TEXT
>>

They lock you up in a small, square box, where the air is stale and stuffy and your body feels too cold but seems too hot and they smile as they take away your nail file and your opened cigarette packs and as they ask you to strip, bend over, shake your hair, fold in your ears – a hands-off strip search because they are humane in this institution; and they feed you lots of sugar and you sleep and you walk up and down around the edges of your cell and you lie on your side on the blue plastic mattress because it’s too lumpy to lie on your back; and you listen to the voices droning in your head, droning in the hallway, and the constant sound of metal against metal, doors opening and closing, gates shutting, keys that hang from the leather belts of the guards’ waists hitting each other, and the echo of calls and low cries, unrecognizable in the ringing, metallic air; and you sleep a kind of death-sleep, dream of being awake perhaps, and you don’t let it bother you because you are cool about it all; and you have your pride and hold on to your name because they can’t strip away your name and you write it on the wall around the cell door for anyone else to see who sits here inside this concrete block, to remember, to hold inside their memories so that you will not be forgotten, abandoned forever inside this “correctional facility” where they take away your experience and your cigarettes and your clothes and your age, for you are an unruly child to them, and your kinship, for you are an enemy to them, but they cannot take away your name:
Sheryl S and Mina,
Wenona for 10 days in May,
Lee Lyn Baker,
Valerie Kingbird who loves Teddy Bigbear,
and Joyce Knox for 2 days
and Sharon who loves Jerry
and Ellen Dick
and Bunny
and David Deegan’s sweetie,
and Kaz
and Kris
and Martha.

<<

PROVIDED INFORMATION
>>

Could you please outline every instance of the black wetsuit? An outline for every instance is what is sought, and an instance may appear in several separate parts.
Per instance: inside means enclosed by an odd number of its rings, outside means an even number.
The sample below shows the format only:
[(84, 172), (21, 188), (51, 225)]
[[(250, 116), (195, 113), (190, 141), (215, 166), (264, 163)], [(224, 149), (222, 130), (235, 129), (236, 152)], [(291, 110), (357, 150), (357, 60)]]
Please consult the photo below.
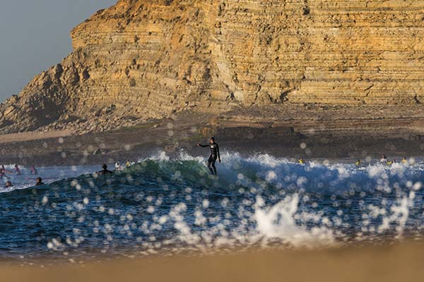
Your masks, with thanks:
[(215, 163), (216, 162), (217, 159), (220, 159), (220, 156), (219, 154), (219, 146), (217, 143), (213, 142), (207, 145), (200, 145), (200, 147), (204, 148), (208, 147), (211, 149), (211, 156), (209, 157), (209, 159), (208, 159), (208, 167), (211, 170), (212, 174), (217, 176), (218, 173), (216, 173)]
[(98, 174), (104, 176), (105, 174), (113, 174), (113, 172), (108, 171), (107, 169), (103, 169), (102, 171), (98, 171)]

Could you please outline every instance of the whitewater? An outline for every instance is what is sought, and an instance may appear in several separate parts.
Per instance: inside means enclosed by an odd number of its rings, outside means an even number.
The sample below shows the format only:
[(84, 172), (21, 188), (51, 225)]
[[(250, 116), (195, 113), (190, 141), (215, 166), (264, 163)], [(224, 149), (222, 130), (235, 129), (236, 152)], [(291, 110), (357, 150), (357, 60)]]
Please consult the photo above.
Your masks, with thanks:
[[(206, 159), (164, 152), (111, 176), (99, 166), (21, 168), (0, 188), (0, 256), (211, 254), (420, 239), (424, 162), (300, 165), (267, 154)], [(9, 166), (9, 168), (11, 167)], [(7, 168), (6, 168), (7, 169)]]

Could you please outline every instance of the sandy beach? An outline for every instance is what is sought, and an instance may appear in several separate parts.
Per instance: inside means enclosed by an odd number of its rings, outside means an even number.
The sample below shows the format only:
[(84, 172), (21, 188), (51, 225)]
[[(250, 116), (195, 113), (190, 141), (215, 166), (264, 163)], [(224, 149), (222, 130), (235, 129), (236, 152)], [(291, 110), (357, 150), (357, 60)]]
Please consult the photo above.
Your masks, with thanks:
[[(324, 250), (262, 251), (0, 268), (3, 281), (418, 281), (422, 243)], [(42, 265), (42, 266), (41, 266)]]

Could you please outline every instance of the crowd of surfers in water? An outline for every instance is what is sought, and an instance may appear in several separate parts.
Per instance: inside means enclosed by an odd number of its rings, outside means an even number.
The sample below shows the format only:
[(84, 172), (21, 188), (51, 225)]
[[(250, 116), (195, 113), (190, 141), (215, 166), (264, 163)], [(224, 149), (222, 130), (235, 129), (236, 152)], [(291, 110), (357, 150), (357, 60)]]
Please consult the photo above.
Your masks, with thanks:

<<

EXERCISE 1
Decide whether each statement agrees with the text about the cell. Answer yes or no for each, and quote the words from the text that decide it.
(a) The strip search described is done without hands.
(b) The mattress is smooth enough to lie on one's back.
(c) The names are written on the wall around the cell door.
EXERCISE 2
Answer these questions from the text about the cell:
(a) What are the mattress's color and material?
(b) What hangs from the guards' leather belts?
(c) For how many days is Joyce Knox listed?
EXERCISE 3
Extend the text about the cell beyond its final line, "and Martha."

EXERCISE OUTPUT 1
(a) Yes: "a hands-off strip search because they are humane in this institution"
(b) No: "you lie on your side on the blue plastic mattress because it’s too lumpy to lie on your back"
(c) Yes: "you write it on the wall around the cell door for anyone else to see"

EXERCISE OUTPUT 2
(a) Blue plastic
(b) Keys
(c) 2 days

EXERCISE OUTPUT 3
Martha–I’ve just now found your story, and it’s Feb.2217, so I don’t know if you’ll get this. And I can’t give the beautiful responses I’ve seen so far. But I just want to thank you–it’s a moving, angering, beautifully written piece that will stay with me for a long long time. Especially in this age of Trumpism, with all that that implies. I surely hope that your time in jail was not spent in vain, but want you to know that your courage and conviction is inspiring.
Jean.
YAY!!! thank you Martha—for a wonderful, and wonderfully evocative, piece. Yum. By the third clump of prose, I was feeling the anxiousness, the stress, the fear, of powerlessness, and was so grateful for your fruitful search for power–your name, your being. Thank you again!
Martha, thank-you for this story,. clear concise to the point. it reminds me of times spent in a hospital but not as bad.
thanks for writing it and sharing it. i like the repetition of names also.
Martha, A powerful story. The names repetition perfect and reminds me of all the times we recited names for the AIDS quilt, for the forgotten, the women murdered in Guatemala, Argentina, El Salvador, etc etc (Presente)
Good to know more about you and your life and work.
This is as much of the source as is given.